**WORK REQUEST**
Output only the lines of the entries that follow, starting at the one with "Target: concrete structure" and running down to the one with "Target: green forested hill", both included and unchanged.

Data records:
▼

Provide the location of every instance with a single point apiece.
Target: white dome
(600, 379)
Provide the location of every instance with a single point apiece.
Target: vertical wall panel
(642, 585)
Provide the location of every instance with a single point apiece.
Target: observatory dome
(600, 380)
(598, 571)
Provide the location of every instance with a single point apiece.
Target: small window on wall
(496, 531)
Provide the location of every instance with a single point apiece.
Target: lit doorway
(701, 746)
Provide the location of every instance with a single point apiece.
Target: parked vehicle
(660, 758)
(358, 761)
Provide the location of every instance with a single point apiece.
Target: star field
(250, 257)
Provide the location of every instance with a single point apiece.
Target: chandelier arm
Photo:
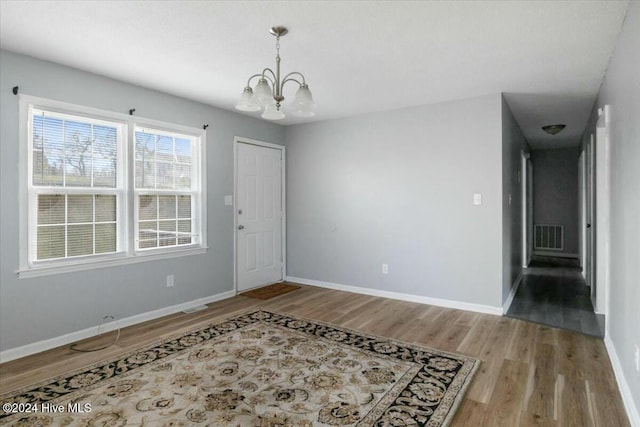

▲
▼

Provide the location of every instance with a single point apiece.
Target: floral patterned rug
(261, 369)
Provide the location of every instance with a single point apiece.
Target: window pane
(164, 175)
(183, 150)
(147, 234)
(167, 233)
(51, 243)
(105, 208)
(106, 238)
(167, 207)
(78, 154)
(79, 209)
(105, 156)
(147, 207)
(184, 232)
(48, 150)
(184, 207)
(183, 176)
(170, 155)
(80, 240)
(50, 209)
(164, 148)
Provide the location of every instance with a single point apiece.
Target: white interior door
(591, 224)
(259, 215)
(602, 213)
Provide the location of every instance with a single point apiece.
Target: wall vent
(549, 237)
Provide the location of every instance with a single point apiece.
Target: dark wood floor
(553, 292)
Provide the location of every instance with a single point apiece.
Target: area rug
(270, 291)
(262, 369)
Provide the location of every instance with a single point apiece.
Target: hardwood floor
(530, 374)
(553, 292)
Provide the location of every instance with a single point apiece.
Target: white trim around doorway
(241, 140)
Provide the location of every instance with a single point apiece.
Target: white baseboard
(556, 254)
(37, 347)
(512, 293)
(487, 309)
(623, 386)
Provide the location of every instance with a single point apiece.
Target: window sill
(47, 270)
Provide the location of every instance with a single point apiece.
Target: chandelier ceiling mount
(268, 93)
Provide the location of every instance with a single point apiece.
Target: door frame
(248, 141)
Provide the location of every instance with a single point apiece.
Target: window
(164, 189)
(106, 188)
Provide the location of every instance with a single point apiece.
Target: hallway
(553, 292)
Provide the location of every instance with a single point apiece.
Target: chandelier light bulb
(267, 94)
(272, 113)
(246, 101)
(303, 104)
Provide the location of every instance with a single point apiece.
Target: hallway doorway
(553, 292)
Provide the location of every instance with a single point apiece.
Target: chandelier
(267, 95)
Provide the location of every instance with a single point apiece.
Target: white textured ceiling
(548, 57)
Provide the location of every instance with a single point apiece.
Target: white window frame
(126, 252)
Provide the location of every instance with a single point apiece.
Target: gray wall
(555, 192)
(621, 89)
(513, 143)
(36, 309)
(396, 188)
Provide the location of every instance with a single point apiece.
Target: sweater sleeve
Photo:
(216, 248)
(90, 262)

▲
▼

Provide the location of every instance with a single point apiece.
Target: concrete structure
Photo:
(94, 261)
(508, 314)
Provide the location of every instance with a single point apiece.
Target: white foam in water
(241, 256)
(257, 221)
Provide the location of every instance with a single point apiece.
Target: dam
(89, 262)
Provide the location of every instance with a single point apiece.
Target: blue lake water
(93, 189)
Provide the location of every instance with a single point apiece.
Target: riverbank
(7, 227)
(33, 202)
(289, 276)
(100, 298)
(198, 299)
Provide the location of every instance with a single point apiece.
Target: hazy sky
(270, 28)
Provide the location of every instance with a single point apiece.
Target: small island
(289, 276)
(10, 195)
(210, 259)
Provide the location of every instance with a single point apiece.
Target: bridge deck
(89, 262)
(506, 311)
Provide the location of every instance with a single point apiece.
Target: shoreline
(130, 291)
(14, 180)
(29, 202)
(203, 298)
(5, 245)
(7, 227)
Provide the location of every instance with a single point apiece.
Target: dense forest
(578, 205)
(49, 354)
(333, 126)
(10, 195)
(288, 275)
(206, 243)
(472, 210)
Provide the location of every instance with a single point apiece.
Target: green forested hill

▲

**RESPONSE TO THIS TASK**
Target: concrete structure
Photo:
(94, 261)
(508, 314)
Provide the location of every instance with a single point apiece.
Target: white foam in water
(241, 256)
(257, 221)
Provide the location of every instance with a single point apiece.
Target: dam
(89, 262)
Provide the location of every instance with a single point apiece.
Target: blue lake water
(93, 189)
Provide the location of every instance with a single point apiece.
Target: riverbank
(7, 227)
(33, 202)
(289, 276)
(100, 298)
(198, 299)
Provide the location of every instance with a single point apiece.
Target: hazy sky
(270, 28)
Provide the location of every instance with a single point apiece.
Target: small island
(289, 276)
(10, 195)
(210, 259)
Provide the location of every instance with a single point apiece.
Target: bridge deck
(89, 262)
(506, 311)
Provide the location of every instance with a single point apiece.
Target: shoreline
(130, 291)
(14, 180)
(29, 202)
(203, 298)
(5, 245)
(7, 227)
Provide the location of every instance with a single point apiece.
Target: dense forest
(578, 205)
(49, 354)
(333, 126)
(10, 195)
(288, 275)
(206, 243)
(472, 210)
Provide the location of every instance with a single point apiece.
Target: green forested hill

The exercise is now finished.